Task item: Reproduce the data below exactly as written. Pictures do not belong in the copy.

++++++++++

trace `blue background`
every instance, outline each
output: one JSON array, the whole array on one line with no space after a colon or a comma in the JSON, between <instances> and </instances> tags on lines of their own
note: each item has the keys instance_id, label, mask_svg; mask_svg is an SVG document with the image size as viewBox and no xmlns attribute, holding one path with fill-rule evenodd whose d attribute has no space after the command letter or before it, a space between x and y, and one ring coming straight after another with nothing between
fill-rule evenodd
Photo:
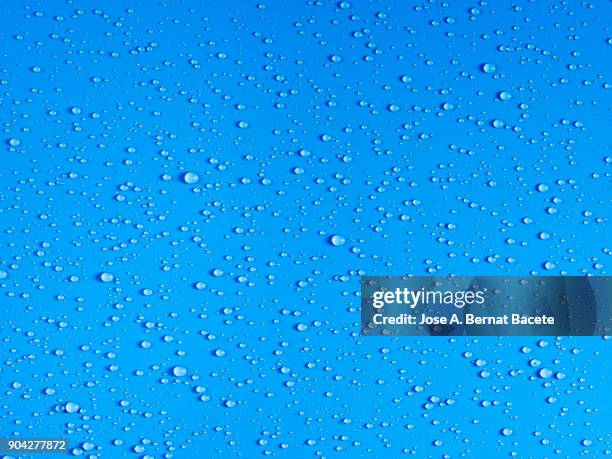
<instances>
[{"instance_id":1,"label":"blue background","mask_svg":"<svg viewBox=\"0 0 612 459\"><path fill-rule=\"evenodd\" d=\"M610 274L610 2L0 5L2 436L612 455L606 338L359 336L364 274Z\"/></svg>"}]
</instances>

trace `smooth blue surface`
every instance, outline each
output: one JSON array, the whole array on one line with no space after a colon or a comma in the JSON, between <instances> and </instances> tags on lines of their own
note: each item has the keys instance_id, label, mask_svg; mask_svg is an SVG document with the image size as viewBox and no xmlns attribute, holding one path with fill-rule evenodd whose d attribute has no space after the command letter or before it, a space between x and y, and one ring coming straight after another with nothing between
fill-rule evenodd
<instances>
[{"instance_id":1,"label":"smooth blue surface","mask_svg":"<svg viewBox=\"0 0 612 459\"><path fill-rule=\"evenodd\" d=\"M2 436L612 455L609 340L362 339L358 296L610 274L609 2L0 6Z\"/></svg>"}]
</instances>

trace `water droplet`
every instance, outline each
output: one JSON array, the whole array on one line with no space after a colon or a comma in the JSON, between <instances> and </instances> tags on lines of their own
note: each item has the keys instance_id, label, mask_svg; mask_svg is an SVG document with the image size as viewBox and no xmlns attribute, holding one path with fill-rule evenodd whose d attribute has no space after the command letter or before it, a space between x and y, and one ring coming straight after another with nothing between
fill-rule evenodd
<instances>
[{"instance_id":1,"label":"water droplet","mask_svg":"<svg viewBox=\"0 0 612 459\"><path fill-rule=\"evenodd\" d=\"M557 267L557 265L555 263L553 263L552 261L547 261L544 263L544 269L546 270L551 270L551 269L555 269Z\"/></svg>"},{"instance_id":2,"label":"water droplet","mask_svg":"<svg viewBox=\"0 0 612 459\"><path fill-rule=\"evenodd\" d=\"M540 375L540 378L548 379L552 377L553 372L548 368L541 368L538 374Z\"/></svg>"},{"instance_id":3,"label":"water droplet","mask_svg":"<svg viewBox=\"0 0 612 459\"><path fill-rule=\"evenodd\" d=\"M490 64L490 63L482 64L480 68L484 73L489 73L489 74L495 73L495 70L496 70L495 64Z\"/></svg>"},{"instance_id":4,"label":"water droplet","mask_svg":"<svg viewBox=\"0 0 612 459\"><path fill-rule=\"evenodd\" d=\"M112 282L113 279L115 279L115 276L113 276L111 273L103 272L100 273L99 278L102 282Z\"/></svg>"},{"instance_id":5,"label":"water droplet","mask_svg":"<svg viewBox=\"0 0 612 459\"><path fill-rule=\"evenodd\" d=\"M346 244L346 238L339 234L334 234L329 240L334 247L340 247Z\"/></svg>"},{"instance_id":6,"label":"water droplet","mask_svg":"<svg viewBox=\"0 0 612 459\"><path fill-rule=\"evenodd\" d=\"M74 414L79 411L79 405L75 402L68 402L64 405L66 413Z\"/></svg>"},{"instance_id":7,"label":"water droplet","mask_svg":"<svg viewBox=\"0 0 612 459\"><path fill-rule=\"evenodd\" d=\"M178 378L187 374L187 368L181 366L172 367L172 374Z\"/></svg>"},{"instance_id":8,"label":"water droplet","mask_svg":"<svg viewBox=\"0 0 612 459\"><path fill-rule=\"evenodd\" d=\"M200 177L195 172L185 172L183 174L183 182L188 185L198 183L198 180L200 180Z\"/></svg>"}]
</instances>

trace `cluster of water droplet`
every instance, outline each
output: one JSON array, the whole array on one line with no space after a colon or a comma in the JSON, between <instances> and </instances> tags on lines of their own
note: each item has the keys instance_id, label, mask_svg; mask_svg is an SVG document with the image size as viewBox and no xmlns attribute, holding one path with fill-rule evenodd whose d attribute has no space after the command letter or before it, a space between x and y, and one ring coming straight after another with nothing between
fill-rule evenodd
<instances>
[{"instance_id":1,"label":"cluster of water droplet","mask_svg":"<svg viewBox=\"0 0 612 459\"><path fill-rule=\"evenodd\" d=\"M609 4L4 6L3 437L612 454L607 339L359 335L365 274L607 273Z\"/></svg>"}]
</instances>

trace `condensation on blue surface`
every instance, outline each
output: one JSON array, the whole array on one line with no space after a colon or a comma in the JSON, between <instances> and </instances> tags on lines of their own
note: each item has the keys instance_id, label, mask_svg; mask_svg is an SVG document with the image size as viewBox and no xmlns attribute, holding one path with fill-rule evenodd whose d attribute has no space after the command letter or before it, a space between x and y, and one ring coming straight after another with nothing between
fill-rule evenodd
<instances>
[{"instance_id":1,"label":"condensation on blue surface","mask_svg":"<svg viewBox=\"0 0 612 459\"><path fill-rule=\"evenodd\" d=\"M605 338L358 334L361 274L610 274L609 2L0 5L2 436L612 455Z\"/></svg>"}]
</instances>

++++++++++

Answer section:
trace `blue background`
every instance, outline each
output: one JSON array, the whole array on one line with no space after a colon or a comma in the JSON, between <instances> and </instances> tags on lines of their own
note: each item has the keys instance_id, label, mask_svg; mask_svg is an SVG document with the image size as viewBox and no xmlns attribute, holding one path with fill-rule evenodd whose d attribute has no space after the command letter or before it, a space between x and y, and one ring coming straight after another with nothing between
fill-rule evenodd
Photo:
<instances>
[{"instance_id":1,"label":"blue background","mask_svg":"<svg viewBox=\"0 0 612 459\"><path fill-rule=\"evenodd\" d=\"M610 274L610 2L0 5L2 436L612 455L606 338L359 336L364 274Z\"/></svg>"}]
</instances>

trace `smooth blue surface`
every instance, outline each
output: one JSON array, the whole array on one line with no space after a colon or a comma in the JSON, between <instances> and </instances> tags on lines of their own
note: each item has the keys instance_id, label, mask_svg; mask_svg is an SVG document with the image size as viewBox and no xmlns attribute, holding one path with fill-rule evenodd whose d attribute has no space after the command letter or before it, a space between x and y, and one ring coming straight after another with nothing between
fill-rule evenodd
<instances>
[{"instance_id":1,"label":"smooth blue surface","mask_svg":"<svg viewBox=\"0 0 612 459\"><path fill-rule=\"evenodd\" d=\"M2 436L612 455L609 340L362 339L358 296L610 274L609 2L0 6Z\"/></svg>"}]
</instances>

trace `water droplet`
every instance, outline each
output: one JSON array, the whole array on one line with no space after a colon or a comma in the JSON, between <instances> and </instances> tags on lines of their own
note: each item has the keys instance_id, label, mask_svg; mask_svg is an SVG document with the image size as viewBox and no xmlns attribute, holding one path with fill-rule evenodd whose d attribute has no space after the command letter or before it, a space between x and y, and one ring coming straight after another with nothing between
fill-rule evenodd
<instances>
[{"instance_id":1,"label":"water droplet","mask_svg":"<svg viewBox=\"0 0 612 459\"><path fill-rule=\"evenodd\" d=\"M557 267L557 265L555 263L553 263L552 261L547 261L544 263L544 269L546 270L551 270L551 269L555 269Z\"/></svg>"},{"instance_id":2,"label":"water droplet","mask_svg":"<svg viewBox=\"0 0 612 459\"><path fill-rule=\"evenodd\" d=\"M540 375L540 378L548 379L552 377L553 372L548 368L541 368L538 374Z\"/></svg>"},{"instance_id":3,"label":"water droplet","mask_svg":"<svg viewBox=\"0 0 612 459\"><path fill-rule=\"evenodd\" d=\"M490 64L490 63L482 64L480 68L484 73L489 73L489 74L495 73L495 70L496 70L495 64Z\"/></svg>"},{"instance_id":4,"label":"water droplet","mask_svg":"<svg viewBox=\"0 0 612 459\"><path fill-rule=\"evenodd\" d=\"M112 282L113 279L115 279L115 276L113 276L111 273L103 272L100 273L99 278L102 282Z\"/></svg>"},{"instance_id":5,"label":"water droplet","mask_svg":"<svg viewBox=\"0 0 612 459\"><path fill-rule=\"evenodd\" d=\"M346 244L346 238L339 234L334 234L329 240L334 247L340 247Z\"/></svg>"},{"instance_id":6,"label":"water droplet","mask_svg":"<svg viewBox=\"0 0 612 459\"><path fill-rule=\"evenodd\" d=\"M74 414L79 411L79 405L75 402L68 402L64 405L66 413Z\"/></svg>"},{"instance_id":7,"label":"water droplet","mask_svg":"<svg viewBox=\"0 0 612 459\"><path fill-rule=\"evenodd\" d=\"M178 378L187 374L187 368L181 366L172 367L172 374Z\"/></svg>"},{"instance_id":8,"label":"water droplet","mask_svg":"<svg viewBox=\"0 0 612 459\"><path fill-rule=\"evenodd\" d=\"M200 177L195 172L185 172L183 174L183 182L188 185L198 183L198 180L200 180Z\"/></svg>"}]
</instances>

trace `cluster of water droplet`
every instance, outline each
output: one JSON array, the whole array on one line with no space after a colon or a comma in the JSON, between <instances> and </instances> tags on lines of their own
note: each item has the keys instance_id, label, mask_svg; mask_svg is an SVG document with the image size as viewBox and no xmlns attribute, holding one path with fill-rule evenodd whose d attribute has no space after the command letter or before it, a space between x and y, and one ring coming straight after another with nothing between
fill-rule evenodd
<instances>
[{"instance_id":1,"label":"cluster of water droplet","mask_svg":"<svg viewBox=\"0 0 612 459\"><path fill-rule=\"evenodd\" d=\"M609 4L4 6L3 437L612 454L607 339L359 335L365 274L607 273Z\"/></svg>"}]
</instances>

trace `condensation on blue surface`
every instance, outline each
output: one JSON array, the whole array on one line with no space after a colon or a comma in the JSON, between <instances> and </instances> tags on lines of their own
note: each item has the keys instance_id, label, mask_svg; mask_svg is an SVG document with the image size as viewBox and no xmlns attribute, holding one path with fill-rule evenodd whose d attribute has no space after the command letter or before it, a space between x and y, and one ring coming straight after another with nothing between
fill-rule evenodd
<instances>
[{"instance_id":1,"label":"condensation on blue surface","mask_svg":"<svg viewBox=\"0 0 612 459\"><path fill-rule=\"evenodd\" d=\"M605 338L358 334L361 274L610 274L609 2L0 5L2 436L612 455Z\"/></svg>"}]
</instances>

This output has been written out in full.